[PASSAGE PROVIDED]
If the past three years have taught us anything, it’s that uncertainty in business is a certainty. An unforeseen pandemic completely changed the world of work. Social unrest forced organizations to rapidly make systemic changes to the employee experience. Fundamental shifts in what people are looking for from an employer resulted in a dramatic change in talent strategy.
And now, as another year gets going, we’re facing even more uncertainty. From layoffs, pressures of inflation, and fear of a recession, many businesses and consumers are finding themselves in a ‘wait and see’ phase – making it more difficult than usual to predict what’s ahead.
While dealing with uncertainty is expected for leaders, it can massively impact productivity, progress, and engagement for employees. Here are three things we know about change that will help leaders weather a potentially tumultuous year, and help to reduce the negative impacts uncertainty can have on employees:
1. Building organizational resilience is a must for both the unknown and known challenges
This is something Paul Thallner talks about in his book, Reinventing Resilience. In it, he describes how being resilient is always a necessity for organizations, but there are three different scenarios where organizational resilience comes into play:
The first is within day-to-day work needed to keep a business running. This is largely predictable, but the volume of work plays a large role in creating pressures on systems and individuals. Resilience is required to keep things going, despite the work being a continuous journey rather than a destination.
The second scenario is when an organization goes through self-induced change – or when an organization deliberately decides to do something differently (e.g., new strategy, layoffs, reorganizations, etc.). Amidst strategy pivots and workforce reductions, strengthening resilience can help to put pressure on both individuals who resist change and status quo thinking.
And lastly, the third scenario is when there is unplanned or unknown change. The pandemic is a prime example of this, but organizations face this on a smaller scale all the time – natural disasters, economic turbulence, supply chain disruptions, and more. Even the departure of a key leader can throw an organization into chaos.
[/PASSAGE PROVIDED]
[EXTRACTED ENTRIES]
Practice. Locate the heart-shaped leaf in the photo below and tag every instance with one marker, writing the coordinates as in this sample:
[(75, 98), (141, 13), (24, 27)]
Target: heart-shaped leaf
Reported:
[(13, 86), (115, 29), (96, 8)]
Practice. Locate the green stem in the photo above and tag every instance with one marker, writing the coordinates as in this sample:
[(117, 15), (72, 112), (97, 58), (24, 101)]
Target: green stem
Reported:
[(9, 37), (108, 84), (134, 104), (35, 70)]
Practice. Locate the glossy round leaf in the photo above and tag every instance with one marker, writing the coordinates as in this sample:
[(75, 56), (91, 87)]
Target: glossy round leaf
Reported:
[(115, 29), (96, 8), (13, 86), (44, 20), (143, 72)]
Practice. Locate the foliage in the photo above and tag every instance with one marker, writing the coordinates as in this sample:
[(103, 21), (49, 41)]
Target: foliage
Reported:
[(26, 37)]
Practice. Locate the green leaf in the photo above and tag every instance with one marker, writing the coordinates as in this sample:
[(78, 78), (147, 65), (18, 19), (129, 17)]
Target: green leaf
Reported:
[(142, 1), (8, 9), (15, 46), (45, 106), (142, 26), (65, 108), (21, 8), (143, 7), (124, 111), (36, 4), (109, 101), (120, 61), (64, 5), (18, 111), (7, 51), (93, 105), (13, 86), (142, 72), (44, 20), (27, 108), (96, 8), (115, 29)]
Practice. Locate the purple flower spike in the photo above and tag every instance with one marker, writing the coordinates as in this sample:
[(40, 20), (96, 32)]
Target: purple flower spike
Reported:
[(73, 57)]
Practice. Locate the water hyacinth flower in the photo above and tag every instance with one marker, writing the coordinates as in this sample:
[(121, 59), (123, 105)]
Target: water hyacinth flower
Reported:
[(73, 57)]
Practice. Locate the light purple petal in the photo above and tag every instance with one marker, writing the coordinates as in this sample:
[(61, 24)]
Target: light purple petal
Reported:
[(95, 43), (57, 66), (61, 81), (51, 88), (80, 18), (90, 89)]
[/EXTRACTED ENTRIES]
• **PROMPT**
In the passage about business uncertainty, what is the title of Paul Thallner's book?

• **SOLUTION**
Reinventing Resilience